Record extracts:
%%
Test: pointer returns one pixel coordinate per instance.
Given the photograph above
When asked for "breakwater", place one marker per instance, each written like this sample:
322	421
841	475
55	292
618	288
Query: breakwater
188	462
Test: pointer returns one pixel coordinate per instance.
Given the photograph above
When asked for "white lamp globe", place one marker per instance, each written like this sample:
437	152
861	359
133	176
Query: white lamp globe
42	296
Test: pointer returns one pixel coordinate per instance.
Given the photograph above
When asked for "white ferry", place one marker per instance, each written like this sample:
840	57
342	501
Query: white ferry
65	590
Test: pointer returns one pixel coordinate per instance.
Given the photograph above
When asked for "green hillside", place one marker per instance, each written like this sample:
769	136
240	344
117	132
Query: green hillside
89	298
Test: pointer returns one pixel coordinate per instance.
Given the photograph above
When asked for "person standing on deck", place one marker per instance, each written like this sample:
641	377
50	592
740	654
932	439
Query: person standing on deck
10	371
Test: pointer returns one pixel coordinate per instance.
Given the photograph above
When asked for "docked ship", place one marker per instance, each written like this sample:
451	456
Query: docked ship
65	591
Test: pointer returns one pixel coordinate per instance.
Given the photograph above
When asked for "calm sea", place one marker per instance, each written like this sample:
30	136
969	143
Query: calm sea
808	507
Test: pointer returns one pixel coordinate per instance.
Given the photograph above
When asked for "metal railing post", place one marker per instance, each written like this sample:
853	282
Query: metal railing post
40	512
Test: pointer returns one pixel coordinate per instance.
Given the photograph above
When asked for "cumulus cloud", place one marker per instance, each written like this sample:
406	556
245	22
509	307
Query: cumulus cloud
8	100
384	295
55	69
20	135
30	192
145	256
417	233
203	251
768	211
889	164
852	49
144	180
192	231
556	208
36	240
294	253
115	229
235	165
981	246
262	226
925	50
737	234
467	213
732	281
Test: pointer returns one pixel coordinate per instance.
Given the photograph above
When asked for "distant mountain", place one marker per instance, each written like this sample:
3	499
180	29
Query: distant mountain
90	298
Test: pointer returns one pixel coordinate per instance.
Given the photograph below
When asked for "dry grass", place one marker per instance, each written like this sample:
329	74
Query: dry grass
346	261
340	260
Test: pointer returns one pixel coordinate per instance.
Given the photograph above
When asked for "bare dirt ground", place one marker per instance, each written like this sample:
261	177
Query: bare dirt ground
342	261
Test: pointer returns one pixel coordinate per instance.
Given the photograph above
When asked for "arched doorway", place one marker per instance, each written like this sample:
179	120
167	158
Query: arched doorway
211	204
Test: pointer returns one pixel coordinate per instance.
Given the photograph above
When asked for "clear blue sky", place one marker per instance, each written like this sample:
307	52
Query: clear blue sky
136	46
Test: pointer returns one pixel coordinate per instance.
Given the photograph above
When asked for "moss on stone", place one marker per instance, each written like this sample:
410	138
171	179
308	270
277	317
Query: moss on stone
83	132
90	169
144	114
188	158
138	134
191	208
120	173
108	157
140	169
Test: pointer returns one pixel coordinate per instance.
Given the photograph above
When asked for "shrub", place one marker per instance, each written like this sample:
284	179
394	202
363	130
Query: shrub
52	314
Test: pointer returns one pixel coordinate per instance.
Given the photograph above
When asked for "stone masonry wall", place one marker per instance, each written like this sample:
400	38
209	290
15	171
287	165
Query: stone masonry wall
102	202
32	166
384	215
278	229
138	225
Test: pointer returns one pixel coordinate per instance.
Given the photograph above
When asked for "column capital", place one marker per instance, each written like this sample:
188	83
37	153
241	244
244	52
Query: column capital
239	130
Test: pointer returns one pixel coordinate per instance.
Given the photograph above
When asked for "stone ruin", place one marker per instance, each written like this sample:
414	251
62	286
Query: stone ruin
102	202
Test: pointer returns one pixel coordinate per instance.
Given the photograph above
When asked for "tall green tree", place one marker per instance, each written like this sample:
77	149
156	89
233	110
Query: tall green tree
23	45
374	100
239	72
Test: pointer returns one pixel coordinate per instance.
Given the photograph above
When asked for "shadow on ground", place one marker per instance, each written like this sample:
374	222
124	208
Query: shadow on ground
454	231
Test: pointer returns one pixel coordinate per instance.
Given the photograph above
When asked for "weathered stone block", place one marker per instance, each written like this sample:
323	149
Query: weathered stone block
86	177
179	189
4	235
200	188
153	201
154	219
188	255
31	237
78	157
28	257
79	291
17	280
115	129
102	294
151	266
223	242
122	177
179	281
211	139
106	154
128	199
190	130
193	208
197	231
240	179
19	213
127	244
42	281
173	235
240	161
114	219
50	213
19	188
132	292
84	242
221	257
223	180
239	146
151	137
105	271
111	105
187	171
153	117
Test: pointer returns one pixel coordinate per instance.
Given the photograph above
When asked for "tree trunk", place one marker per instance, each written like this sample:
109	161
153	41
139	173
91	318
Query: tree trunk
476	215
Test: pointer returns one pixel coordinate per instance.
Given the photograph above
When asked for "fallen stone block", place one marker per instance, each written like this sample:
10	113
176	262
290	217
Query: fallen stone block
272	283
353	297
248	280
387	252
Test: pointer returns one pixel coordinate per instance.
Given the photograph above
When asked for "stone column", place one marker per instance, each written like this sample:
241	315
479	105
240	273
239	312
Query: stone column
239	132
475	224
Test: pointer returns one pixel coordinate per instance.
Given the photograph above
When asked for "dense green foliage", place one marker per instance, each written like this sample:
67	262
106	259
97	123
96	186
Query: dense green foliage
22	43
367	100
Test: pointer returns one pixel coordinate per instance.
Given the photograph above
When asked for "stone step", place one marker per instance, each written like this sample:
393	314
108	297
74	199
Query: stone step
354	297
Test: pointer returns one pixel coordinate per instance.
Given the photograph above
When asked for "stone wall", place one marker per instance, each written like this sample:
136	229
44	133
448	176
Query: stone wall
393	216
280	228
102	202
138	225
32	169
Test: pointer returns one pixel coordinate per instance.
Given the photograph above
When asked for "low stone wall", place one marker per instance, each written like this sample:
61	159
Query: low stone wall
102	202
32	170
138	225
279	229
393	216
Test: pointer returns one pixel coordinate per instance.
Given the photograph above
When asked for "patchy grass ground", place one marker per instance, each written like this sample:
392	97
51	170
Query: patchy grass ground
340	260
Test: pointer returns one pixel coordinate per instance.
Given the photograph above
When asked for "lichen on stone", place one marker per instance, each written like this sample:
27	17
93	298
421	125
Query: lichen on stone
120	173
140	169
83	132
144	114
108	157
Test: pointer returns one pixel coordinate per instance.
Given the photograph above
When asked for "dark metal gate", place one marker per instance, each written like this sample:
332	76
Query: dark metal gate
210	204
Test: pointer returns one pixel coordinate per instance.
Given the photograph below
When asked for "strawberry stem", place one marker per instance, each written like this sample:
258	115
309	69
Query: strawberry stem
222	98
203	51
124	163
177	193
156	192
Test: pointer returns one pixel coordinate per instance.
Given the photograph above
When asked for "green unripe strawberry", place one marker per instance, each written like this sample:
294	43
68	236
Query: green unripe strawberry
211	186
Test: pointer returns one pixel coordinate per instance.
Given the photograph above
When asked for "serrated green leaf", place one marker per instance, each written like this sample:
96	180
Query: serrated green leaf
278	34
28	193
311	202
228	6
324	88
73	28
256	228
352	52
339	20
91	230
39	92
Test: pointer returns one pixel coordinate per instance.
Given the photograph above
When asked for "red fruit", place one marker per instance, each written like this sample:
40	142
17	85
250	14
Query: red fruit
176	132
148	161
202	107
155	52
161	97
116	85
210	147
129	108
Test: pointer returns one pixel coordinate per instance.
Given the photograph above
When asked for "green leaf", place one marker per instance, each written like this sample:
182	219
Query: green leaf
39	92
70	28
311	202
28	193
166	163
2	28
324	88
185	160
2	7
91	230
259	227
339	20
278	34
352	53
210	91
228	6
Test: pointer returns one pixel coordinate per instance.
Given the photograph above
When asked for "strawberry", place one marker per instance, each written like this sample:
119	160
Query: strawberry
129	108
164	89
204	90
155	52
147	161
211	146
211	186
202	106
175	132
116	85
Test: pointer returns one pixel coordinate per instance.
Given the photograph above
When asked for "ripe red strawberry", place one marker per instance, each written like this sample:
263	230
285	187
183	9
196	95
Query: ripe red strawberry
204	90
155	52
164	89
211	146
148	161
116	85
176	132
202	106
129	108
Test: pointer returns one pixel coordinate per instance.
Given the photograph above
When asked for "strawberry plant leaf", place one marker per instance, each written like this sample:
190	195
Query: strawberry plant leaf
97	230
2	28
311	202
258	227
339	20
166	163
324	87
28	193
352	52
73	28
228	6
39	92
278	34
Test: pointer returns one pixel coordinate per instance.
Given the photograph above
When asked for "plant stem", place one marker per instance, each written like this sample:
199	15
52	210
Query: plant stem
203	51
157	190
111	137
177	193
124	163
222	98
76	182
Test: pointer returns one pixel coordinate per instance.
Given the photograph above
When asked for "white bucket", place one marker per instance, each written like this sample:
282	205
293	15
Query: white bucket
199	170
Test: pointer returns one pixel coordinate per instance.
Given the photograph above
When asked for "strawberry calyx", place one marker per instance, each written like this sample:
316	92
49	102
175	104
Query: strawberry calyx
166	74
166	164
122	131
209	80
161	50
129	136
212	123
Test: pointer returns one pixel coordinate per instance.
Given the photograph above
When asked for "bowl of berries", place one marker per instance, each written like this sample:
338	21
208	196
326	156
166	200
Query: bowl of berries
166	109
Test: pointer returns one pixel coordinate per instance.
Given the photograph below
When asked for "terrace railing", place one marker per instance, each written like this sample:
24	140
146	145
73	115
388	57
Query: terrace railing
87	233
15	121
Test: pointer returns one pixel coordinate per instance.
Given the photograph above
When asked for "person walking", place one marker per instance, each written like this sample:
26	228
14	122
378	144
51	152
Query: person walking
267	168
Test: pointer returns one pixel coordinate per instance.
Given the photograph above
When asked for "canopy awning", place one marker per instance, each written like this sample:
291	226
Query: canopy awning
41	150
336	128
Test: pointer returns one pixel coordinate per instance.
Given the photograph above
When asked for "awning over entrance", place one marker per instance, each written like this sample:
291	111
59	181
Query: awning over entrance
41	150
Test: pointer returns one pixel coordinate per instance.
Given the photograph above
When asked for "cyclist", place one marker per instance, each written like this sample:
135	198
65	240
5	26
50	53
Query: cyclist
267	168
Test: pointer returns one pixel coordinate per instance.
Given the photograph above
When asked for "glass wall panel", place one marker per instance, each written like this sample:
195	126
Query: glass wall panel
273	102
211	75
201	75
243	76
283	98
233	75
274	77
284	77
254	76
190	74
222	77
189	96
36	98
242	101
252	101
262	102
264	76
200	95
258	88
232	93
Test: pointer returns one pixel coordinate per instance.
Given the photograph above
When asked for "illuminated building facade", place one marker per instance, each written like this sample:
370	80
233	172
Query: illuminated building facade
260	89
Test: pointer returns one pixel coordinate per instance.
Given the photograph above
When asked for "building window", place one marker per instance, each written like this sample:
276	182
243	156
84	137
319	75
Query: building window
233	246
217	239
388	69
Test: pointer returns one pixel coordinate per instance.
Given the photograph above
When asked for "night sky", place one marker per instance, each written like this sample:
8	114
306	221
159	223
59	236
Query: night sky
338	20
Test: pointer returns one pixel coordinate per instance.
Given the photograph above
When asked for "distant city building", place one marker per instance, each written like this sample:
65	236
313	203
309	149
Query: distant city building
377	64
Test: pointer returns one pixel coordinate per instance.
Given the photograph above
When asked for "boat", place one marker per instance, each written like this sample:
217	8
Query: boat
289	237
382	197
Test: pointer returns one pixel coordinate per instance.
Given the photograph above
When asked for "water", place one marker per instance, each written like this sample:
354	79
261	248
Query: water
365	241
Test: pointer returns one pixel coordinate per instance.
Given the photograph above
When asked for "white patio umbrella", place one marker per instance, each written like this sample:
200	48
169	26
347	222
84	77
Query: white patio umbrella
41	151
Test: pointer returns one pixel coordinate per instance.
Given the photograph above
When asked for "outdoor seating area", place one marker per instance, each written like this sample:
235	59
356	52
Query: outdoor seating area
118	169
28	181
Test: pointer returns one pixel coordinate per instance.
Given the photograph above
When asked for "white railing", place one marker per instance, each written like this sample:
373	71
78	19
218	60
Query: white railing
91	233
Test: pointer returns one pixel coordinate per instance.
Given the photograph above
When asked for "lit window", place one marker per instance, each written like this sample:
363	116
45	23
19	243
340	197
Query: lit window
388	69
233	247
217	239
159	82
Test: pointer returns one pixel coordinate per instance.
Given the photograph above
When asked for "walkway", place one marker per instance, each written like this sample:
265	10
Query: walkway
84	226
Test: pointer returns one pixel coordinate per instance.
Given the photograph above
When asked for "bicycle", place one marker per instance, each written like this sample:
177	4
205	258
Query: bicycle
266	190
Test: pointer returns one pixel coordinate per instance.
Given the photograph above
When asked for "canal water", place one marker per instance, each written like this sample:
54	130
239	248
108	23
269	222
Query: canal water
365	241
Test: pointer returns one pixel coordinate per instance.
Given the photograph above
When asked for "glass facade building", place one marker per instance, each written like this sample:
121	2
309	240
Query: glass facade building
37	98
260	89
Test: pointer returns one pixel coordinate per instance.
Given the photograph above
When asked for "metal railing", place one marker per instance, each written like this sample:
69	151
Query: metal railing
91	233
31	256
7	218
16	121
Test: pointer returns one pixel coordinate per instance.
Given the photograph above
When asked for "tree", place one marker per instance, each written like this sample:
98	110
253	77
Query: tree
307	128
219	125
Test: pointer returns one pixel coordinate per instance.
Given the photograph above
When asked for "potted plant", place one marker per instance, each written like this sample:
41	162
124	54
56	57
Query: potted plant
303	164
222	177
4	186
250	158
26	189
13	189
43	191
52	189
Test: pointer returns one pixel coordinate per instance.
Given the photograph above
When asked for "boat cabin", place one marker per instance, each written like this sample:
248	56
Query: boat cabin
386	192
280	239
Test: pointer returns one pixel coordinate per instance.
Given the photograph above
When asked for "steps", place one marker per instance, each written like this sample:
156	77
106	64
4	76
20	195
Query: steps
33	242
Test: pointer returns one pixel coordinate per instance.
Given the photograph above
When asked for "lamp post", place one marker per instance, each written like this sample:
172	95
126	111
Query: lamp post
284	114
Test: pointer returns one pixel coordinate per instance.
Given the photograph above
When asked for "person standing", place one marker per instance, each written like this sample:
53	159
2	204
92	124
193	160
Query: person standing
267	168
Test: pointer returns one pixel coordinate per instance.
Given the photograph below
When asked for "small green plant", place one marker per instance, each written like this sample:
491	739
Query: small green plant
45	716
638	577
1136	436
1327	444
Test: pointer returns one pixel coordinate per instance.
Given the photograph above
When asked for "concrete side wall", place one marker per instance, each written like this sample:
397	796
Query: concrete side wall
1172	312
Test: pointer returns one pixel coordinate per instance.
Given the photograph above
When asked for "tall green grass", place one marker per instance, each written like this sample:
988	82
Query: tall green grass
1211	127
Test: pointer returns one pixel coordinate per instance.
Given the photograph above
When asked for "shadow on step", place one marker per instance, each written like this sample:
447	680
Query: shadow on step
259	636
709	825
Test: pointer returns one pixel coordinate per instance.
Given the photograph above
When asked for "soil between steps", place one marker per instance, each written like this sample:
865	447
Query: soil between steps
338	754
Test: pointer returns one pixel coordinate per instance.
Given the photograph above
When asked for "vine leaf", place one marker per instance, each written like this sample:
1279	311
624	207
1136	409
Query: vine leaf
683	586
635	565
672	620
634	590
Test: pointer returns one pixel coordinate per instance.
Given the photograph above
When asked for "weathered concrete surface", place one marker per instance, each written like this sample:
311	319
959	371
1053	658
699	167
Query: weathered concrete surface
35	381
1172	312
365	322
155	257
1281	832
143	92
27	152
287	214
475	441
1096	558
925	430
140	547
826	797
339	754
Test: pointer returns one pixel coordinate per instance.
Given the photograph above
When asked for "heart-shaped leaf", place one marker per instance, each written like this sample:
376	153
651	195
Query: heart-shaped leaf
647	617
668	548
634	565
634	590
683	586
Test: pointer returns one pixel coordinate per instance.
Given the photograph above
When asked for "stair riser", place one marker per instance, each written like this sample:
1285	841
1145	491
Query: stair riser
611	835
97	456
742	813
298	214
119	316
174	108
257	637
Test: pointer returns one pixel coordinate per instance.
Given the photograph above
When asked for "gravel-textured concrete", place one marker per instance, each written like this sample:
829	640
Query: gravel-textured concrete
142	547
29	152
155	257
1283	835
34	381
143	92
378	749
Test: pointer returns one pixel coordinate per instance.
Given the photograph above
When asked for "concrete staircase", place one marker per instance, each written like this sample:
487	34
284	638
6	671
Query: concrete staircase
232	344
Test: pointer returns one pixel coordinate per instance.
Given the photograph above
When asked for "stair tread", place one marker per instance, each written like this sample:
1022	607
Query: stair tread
%%
Prompt:
Wherever the word "tread" occurs in the data, copy that whole line.

Solution for this problem:
When asked for "stair tread", place one marker per instance, each written like this sample:
Query: stair tread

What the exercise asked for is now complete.